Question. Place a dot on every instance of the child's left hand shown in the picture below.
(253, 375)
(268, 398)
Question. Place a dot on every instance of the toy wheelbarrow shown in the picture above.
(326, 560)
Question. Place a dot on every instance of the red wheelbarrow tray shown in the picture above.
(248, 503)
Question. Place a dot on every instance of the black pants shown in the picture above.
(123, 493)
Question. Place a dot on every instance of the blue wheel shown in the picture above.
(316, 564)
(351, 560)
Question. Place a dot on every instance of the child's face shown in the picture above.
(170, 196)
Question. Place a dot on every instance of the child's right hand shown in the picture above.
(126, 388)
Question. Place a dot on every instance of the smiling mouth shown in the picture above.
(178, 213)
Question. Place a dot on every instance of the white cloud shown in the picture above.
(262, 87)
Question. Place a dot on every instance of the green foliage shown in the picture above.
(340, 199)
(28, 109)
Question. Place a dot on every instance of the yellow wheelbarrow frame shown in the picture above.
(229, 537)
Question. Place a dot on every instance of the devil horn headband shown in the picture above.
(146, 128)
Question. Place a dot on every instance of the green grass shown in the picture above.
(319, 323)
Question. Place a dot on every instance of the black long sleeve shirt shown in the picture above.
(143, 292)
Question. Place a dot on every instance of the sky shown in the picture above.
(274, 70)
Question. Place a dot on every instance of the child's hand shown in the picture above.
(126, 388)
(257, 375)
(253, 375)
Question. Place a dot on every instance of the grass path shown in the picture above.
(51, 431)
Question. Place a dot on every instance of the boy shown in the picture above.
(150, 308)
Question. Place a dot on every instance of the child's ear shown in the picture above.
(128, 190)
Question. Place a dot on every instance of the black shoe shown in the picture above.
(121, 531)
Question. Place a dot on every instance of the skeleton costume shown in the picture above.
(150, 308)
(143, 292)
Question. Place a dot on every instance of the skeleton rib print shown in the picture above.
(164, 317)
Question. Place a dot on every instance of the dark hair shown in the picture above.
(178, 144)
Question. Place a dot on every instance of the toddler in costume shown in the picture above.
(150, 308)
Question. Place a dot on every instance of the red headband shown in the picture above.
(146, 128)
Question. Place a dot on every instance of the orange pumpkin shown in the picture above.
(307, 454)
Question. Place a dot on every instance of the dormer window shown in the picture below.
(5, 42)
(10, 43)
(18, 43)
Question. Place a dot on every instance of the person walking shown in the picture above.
□ □ □ □ □
## Exercise directions
An exact copy of every entry is what is needed here.

## Output for this exercise
Question. Place a dot on every instance of the child's left hand shown in the picture below.
(253, 375)
(268, 398)
Question. Place a dot on every instance of the toy wheelbarrow shown in the picture above.
(326, 560)
Question. Place a dot on every instance of the red wheelbarrow tray shown in the picture above.
(248, 503)
Question. Place a dot on every instance of the black pants shown in the picture above.
(123, 493)
Question. Place a dot on every instance of the blue wheel shown in the picture above.
(316, 564)
(351, 560)
Question. Place a dot on every instance of the child's face shown in the picture above.
(170, 196)
Question. Place a dot on every instance of the child's right hand shown in the picture above.
(126, 388)
Question. Place a dot on every instance of the smiling mouth shown in the picture above.
(178, 213)
Question. Place a dot on every instance of the white cloud shown in the picture above.
(262, 87)
Question. Place a dot on every instance of the green foliage shown in the picture above.
(340, 199)
(28, 109)
Question. Place a dot on every instance of the yellow wheelbarrow frame shown in the picture above.
(229, 537)
Question. Place a dot on every instance of the devil horn headband shown in the picture above.
(146, 128)
Question. Place a dot on every instance of the green grass shown in the picture above.
(319, 323)
Question. Place a dot on every instance of the black long sleeve shirt shown in the picture above.
(143, 292)
Question. Place a dot on every instance of the sky shown in the picture above.
(274, 70)
Question. Place a dot on every instance of the child's hand shown in the picture above.
(126, 388)
(257, 375)
(253, 375)
Question. Place a dot on every instance of the grass path shown in the picture above.
(51, 431)
Question. Place a dot on every instance of the boy shown in the picture above.
(150, 308)
Question. Place a dot on every instance of the child's ear shown in the picture above.
(128, 190)
Question. Place a dot on every instance of the black shoe shown in the picture above.
(121, 531)
Question. Place a dot on every instance of the skeleton costume shown in the picture above.
(150, 308)
(143, 292)
Question. Place a dot on every instance of the skeleton rib print shown in the picture above.
(164, 317)
Question. Place a dot on every instance of the dark hair shown in the picture above.
(178, 144)
Question. Place a dot on every instance of the toddler in costume shown in the picture above.
(150, 308)
Question. Place a dot on every instance of the red headband shown in the picture above.
(146, 128)
Question. Place a dot on every instance of the orange pumpkin shown in the picture above.
(307, 454)
Question. Place a dot on every instance of the dormer window shown in the picture below.
(5, 42)
(10, 43)
(18, 43)
Question. Place a dot on every instance of the person walking shown in the picture above.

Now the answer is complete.